- What the task asks: How many lines of the records contain the word "coral"? Give only the number.

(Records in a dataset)
▬▬▬▬▬▬

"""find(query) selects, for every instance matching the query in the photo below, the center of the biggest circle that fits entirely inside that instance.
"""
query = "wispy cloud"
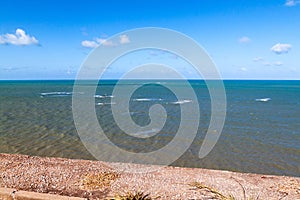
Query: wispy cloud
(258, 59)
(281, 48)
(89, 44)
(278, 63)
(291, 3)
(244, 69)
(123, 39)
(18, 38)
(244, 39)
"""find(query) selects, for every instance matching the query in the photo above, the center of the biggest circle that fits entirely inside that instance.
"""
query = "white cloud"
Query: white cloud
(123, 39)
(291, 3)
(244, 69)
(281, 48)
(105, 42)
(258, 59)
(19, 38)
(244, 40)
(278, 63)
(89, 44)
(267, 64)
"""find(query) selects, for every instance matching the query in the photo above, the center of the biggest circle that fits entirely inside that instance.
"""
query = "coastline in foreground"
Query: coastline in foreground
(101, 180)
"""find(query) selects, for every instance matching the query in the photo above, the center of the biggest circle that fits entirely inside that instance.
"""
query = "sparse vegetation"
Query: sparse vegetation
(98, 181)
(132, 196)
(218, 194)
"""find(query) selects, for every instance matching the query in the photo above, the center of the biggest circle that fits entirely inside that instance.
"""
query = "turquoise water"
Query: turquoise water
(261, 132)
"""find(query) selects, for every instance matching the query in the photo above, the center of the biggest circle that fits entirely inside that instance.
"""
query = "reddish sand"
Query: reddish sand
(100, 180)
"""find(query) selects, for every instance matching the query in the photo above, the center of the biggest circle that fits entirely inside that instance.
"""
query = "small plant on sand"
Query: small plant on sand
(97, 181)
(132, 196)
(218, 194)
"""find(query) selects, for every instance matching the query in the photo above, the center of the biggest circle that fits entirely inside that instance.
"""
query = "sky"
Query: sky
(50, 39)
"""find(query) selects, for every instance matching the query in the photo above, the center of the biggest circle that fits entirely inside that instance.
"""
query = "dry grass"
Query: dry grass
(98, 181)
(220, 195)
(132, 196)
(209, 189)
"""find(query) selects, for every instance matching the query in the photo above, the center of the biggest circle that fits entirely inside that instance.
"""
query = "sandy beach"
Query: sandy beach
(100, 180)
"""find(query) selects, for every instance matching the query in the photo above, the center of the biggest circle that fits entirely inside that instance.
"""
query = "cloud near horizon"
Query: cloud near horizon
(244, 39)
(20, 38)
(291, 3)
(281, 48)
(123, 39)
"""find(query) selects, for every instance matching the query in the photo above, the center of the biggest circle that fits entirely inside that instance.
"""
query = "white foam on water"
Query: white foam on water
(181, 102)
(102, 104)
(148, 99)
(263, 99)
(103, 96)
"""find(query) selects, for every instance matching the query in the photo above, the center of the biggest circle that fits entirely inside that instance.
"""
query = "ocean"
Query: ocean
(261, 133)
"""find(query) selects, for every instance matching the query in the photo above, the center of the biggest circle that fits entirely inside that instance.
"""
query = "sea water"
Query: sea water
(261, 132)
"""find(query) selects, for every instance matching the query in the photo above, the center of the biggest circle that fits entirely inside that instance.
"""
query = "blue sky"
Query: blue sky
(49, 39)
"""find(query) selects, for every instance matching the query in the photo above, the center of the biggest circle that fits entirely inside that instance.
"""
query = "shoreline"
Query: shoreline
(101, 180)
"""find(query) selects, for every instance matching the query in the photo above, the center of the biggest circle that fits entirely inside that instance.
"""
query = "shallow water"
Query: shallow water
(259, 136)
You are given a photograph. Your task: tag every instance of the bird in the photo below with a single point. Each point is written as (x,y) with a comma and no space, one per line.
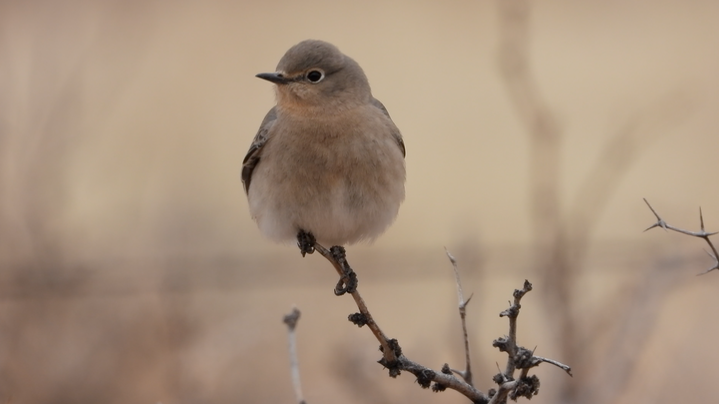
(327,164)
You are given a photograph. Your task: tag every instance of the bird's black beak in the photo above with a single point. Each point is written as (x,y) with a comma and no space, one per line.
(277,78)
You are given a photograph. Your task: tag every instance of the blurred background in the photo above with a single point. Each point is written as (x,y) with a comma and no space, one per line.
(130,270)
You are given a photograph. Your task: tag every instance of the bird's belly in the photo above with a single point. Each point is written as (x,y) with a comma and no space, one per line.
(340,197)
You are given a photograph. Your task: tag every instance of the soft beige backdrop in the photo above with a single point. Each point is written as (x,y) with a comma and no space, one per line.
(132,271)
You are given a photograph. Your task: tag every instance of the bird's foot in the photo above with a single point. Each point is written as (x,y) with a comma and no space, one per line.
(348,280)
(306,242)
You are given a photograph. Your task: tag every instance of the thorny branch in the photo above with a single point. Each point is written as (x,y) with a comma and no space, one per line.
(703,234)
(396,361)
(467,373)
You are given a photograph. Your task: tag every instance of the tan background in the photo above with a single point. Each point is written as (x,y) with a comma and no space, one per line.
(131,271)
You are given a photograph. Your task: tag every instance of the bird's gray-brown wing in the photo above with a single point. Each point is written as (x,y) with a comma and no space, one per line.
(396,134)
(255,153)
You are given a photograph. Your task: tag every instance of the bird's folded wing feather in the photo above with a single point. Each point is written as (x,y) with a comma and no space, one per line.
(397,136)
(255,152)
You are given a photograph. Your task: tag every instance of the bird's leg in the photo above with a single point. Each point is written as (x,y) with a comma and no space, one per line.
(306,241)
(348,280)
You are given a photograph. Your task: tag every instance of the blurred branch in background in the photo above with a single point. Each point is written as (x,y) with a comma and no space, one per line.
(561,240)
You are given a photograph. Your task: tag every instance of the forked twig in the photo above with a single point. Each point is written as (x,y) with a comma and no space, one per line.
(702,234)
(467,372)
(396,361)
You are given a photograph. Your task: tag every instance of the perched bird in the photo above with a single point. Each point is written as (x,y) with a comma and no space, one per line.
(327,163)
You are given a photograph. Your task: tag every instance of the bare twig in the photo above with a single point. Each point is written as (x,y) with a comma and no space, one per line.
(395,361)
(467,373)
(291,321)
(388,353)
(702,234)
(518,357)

▬▬▬▬▬▬

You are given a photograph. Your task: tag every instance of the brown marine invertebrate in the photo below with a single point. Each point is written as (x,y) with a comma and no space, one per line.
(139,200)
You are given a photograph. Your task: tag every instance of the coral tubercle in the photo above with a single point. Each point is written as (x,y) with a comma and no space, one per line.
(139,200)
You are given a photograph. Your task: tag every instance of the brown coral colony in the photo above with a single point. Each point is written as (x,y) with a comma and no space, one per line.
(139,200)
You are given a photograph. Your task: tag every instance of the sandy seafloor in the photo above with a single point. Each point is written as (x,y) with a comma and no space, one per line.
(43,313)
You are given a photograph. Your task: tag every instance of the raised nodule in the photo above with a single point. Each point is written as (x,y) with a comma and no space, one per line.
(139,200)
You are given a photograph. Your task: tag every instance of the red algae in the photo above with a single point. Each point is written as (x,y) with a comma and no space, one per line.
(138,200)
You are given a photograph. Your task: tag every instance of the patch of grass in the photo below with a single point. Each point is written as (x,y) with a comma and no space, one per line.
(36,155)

▬▬▬▬▬▬

- Solution to the problem: 2